Tasks for this exercise
(a) Repeat the passage of the thin_geo documentation between "(logical) whether to sort" and "coordinates. Default is TRUE.", inclusive.
(b) Please condense the paragraph of the thin_geo documentation that begins "(logical) whether to sort records in decreasing order" into a short bulleted list, keeping its main facts.
(c) Answer these questions from the thin_geo documentation, one per line:
(i) How many records per species are kept within the radius?
(ii) What is the default column name for the long argument?
(iii) What is the default value of remove_invalid?

Page text
● ● ● ●
Skip to contents

Marks occurrence records for thinning by keeping only one record per species within a radius of 'd' kilometers.

Usage

thin_geo(
  occ,
  species = "species",
  long = "decimalLongitude",
  lat = "decimalLatitude",
  d,
  prioritary_column = NULL,
  decreasing = TRUE,
  remove_invalid = TRUE,
  optimize_memory = FALSE,
  verbose = TRUE
)

Arguments

occ

(data.frame or data.table) a data frame containing the occurrence records to be flagged. Must contain columns for species, longitude, and latitude.

species

(character) the name of the column in occ that contains the species scientific names. Default is "species".

long

(character) the name of the column in occ that contains the longitude values. Default is "decimalLongitude".

lat

(character) the name of the column in occ that contains the latitude values. Default is "decimalLatitude".

d

(numeric) thinning distance in kilometers (e.g., 10 for 10km).

prioritary_column

(character) name of a numeric columns in occto define retention priority (e.g., quality score, year). See details.

decreasing

(logical) whether to sort records in decreasing order using the prioritary_column (e.g., from most recent to oldest when the variable is "year"). Only applicable when prioritary_column is not NULL. Default is TRUE.

remove_invalid

(logical) whether to remove invalid coordinates. Default is TRUE.
● ● ● ●
Data
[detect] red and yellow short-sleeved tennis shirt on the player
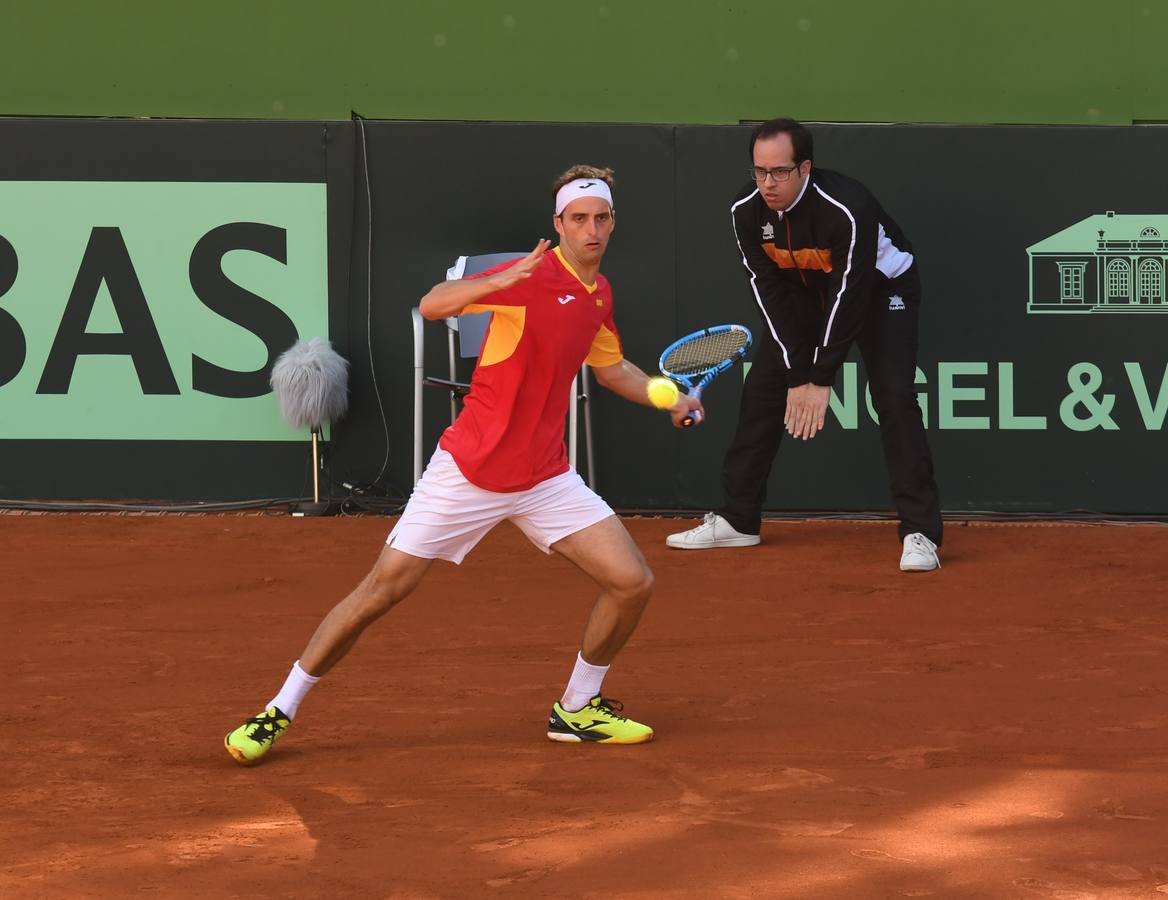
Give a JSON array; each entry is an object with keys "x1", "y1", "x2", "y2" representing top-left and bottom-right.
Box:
[{"x1": 438, "y1": 247, "x2": 624, "y2": 493}]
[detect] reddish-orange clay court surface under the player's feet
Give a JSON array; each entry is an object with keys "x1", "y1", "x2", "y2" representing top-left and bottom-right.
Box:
[{"x1": 0, "y1": 515, "x2": 1168, "y2": 900}]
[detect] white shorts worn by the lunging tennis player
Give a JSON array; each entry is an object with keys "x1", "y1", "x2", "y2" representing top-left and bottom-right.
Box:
[{"x1": 385, "y1": 447, "x2": 616, "y2": 564}]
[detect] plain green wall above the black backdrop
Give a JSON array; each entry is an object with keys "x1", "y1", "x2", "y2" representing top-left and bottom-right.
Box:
[{"x1": 0, "y1": 0, "x2": 1168, "y2": 124}]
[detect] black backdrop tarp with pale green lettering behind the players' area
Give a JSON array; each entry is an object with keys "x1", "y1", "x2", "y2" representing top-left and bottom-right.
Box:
[{"x1": 0, "y1": 119, "x2": 1168, "y2": 514}]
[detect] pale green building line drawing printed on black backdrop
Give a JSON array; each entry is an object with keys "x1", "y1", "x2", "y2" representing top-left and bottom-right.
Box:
[{"x1": 1026, "y1": 210, "x2": 1168, "y2": 315}]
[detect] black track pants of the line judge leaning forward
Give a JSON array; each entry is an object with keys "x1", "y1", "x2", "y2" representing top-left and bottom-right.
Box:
[{"x1": 718, "y1": 267, "x2": 941, "y2": 545}]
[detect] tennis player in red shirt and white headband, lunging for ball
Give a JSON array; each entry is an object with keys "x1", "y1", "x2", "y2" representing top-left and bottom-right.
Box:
[{"x1": 224, "y1": 166, "x2": 702, "y2": 766}]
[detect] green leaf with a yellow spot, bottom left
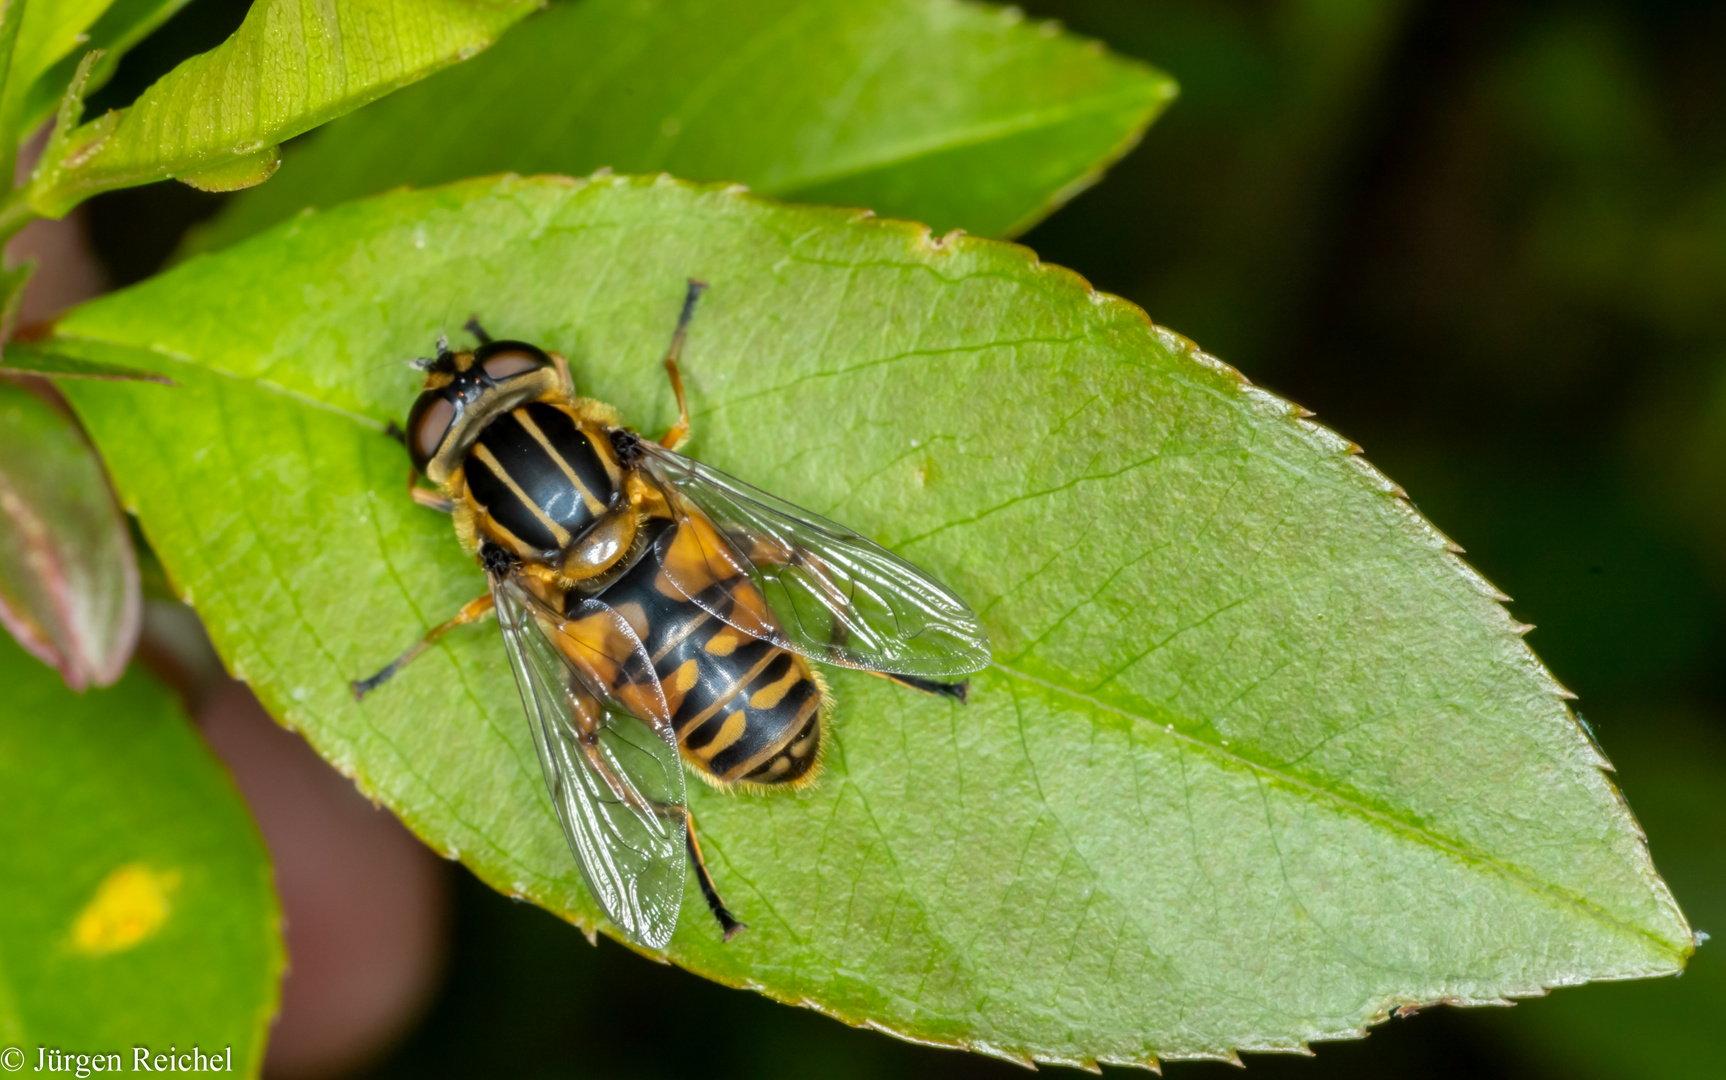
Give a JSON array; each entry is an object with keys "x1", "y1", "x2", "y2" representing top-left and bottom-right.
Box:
[{"x1": 0, "y1": 640, "x2": 281, "y2": 1077}]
● ● ● ●
Solution list
(a)
(logical) whether to sort records in decreasing order using the prioritary_column (e.g., from most recent to oldest when the variable is "year"). Only applicable when prioritary_column is not NULL. Default is TRUE.

remove_invalid

(logical) whether to remove invalid coordinates. Default is TRUE.

(b)
- Logical value
- Sets whether records are sorted in decreasing order by prioritary_column (e.g., most recent to oldest when the variable is "year")
- Applies only when prioritary_column is not NULL
- Default: TRUE

(c)
(i) One
(ii) "decimalLongitude"
(iii) TRUE